§ **ASSIGNMENT 1**
In the text on gripper leads, which fish does the charter boat skipper out of Poole say lifting gripper leads works very well for?
§ **ASSIGNMENT 2**
Transcribe the part of the gripper-lead text that begins at the words "The disadvantage of" and ends after "under high pressure.".

§ **PAGE TEXT**
These are the cheapest gripper leads and are also the best at gripping the body, because the wires do not fold in when pressure is applied. These are useful when fishing on surf beaches or anywhere with lots of current. For instance, if your rigs are getting tangles because your leads are moving too much.
Gripper leads can also be used when fishing static from a boat. When lifted up and down off the bottom, they create disturbance on the sea bed, lifting up clouds of sand. A charter boat skipper out of Poole told us he finds this works very well for Plaice.
The disadvantage of these weights is they are very prone to snags, since the wires are fixed on the lead. The breakaway leads can prevent this.
4. Breakaway Gripper Leads / Impact Leads
One of the most popular types of gripper weights is the breakaway lead. These weights have wires that snap loose under pressure, making it easier to retrieve the rig. When they get snagged, the wires will fold in downwards. Very useful in rough ground. However, in extremely strong currents, a fixed wire (regular) gripper weight may be necessary. The force of the water can force the wires shut on these. You can also create a “semi-fixed grip weight” by tying an elastic band around a breakout weight. This way, the wires will still come loose under high pressure.
3. Break away clip down gripper leads (different again!)

§ **ENTRIES PROVIDED**
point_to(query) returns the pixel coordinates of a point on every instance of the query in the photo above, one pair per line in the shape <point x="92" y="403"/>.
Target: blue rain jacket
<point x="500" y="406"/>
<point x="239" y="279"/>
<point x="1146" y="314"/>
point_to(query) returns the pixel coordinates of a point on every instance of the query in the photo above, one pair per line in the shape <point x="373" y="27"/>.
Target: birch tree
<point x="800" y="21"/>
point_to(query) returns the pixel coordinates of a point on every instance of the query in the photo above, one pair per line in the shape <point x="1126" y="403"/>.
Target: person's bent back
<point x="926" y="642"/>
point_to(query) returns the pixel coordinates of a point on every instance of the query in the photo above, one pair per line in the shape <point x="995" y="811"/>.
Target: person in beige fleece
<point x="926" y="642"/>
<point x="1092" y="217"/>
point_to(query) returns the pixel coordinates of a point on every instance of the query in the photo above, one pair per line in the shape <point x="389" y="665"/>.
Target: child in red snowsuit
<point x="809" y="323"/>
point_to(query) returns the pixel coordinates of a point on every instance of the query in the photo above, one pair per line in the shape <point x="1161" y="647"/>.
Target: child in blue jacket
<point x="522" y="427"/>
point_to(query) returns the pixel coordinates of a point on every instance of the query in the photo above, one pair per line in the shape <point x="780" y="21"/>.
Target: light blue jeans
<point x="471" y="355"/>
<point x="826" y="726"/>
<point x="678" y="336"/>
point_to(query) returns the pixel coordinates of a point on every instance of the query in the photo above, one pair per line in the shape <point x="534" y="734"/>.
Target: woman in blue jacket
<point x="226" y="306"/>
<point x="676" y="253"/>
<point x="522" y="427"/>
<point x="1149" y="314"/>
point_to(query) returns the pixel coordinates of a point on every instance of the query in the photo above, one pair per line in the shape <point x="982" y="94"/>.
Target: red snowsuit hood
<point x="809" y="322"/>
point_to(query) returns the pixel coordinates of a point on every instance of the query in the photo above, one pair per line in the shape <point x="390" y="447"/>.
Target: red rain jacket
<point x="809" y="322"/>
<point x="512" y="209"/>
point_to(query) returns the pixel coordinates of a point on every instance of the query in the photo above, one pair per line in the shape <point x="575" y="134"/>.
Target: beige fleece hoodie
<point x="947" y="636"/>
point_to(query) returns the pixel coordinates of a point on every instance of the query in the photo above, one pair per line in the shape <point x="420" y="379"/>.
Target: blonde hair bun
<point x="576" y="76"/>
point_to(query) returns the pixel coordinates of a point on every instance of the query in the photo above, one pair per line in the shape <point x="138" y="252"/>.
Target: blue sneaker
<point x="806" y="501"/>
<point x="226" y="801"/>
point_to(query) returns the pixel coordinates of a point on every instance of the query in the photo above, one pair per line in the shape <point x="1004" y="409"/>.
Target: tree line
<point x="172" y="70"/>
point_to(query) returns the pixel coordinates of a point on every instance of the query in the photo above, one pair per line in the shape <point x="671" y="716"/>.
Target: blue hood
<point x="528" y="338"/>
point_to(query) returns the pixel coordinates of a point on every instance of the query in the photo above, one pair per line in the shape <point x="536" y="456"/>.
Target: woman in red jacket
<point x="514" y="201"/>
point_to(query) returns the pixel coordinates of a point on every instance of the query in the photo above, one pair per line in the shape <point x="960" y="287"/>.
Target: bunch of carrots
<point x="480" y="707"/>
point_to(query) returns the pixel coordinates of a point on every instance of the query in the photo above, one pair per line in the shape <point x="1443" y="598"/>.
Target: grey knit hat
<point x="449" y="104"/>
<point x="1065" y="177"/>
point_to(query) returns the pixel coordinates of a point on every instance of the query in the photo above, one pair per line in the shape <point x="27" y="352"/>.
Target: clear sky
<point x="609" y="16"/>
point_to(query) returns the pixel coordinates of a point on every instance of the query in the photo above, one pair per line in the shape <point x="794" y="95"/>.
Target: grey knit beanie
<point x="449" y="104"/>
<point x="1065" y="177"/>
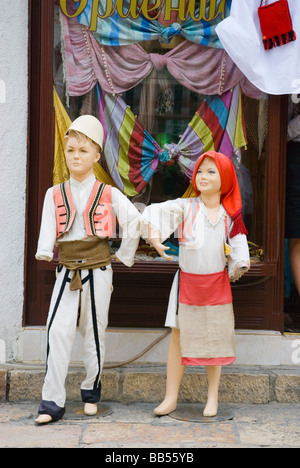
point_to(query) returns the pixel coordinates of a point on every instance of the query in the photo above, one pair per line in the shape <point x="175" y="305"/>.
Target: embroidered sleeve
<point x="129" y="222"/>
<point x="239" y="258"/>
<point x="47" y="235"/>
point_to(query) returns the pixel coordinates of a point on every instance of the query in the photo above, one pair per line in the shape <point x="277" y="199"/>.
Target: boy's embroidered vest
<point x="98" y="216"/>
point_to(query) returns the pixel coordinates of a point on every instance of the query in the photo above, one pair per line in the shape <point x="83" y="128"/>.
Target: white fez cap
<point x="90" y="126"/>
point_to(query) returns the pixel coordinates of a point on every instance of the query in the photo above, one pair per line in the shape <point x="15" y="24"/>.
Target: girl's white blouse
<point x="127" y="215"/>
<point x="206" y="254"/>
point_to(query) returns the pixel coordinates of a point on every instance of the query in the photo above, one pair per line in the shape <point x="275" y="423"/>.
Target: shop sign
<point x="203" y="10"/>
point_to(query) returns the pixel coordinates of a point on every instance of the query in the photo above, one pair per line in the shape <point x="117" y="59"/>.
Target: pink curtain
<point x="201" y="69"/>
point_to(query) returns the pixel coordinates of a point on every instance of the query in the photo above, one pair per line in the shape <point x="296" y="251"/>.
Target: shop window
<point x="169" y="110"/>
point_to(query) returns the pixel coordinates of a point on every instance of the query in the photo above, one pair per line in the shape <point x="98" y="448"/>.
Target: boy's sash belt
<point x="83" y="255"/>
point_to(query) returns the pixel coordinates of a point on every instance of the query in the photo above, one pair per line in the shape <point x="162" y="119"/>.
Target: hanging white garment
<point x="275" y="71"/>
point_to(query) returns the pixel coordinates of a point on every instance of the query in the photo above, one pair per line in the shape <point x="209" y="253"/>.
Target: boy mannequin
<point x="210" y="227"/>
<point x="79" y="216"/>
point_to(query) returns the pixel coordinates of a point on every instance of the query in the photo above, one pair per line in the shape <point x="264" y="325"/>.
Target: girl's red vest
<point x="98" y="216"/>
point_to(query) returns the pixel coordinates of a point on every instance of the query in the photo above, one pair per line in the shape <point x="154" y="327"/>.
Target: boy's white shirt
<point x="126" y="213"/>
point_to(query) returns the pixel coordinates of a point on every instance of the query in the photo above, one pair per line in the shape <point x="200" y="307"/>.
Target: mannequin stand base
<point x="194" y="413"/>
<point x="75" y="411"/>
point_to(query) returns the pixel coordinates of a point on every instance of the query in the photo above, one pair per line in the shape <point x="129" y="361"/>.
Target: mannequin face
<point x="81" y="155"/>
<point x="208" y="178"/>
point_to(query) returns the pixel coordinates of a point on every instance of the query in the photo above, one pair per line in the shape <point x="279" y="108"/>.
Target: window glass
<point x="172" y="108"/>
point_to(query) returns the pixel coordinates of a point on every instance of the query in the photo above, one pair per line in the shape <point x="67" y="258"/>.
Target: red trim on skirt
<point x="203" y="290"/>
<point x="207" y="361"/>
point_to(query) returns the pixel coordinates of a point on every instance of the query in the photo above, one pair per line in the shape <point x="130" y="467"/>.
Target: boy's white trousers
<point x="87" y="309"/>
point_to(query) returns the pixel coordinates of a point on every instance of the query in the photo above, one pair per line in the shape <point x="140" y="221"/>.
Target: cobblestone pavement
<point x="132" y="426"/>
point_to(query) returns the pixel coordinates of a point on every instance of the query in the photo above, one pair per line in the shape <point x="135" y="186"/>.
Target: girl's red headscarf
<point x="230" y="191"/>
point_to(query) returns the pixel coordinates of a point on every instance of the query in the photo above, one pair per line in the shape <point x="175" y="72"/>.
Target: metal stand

§ **WRITTEN REPLY 1**
Plaice.

§ **WRITTEN REPLY 2**
The disadvantage of these weights is they are very prone to snags, since the wires are fixed on the lead. The breakaway leads can prevent this.
4. Breakaway Gripper Leads / Impact Leads
One of the most popular types of gripper weights is the breakaway lead. These weights have wires that snap loose under pressure, making it easier to retrieve the rig. When they get snagged, the wires will fold in downwards. Very useful in rough ground. However, in extremely strong currents, a fixed wire (regular) gripper weight may be necessary. The force of the water can force the wires shut on these. You can also create a “semi-fixed grip weight” by tying an elastic band around a breakout weight. This way, the wires will still come loose under high pressure.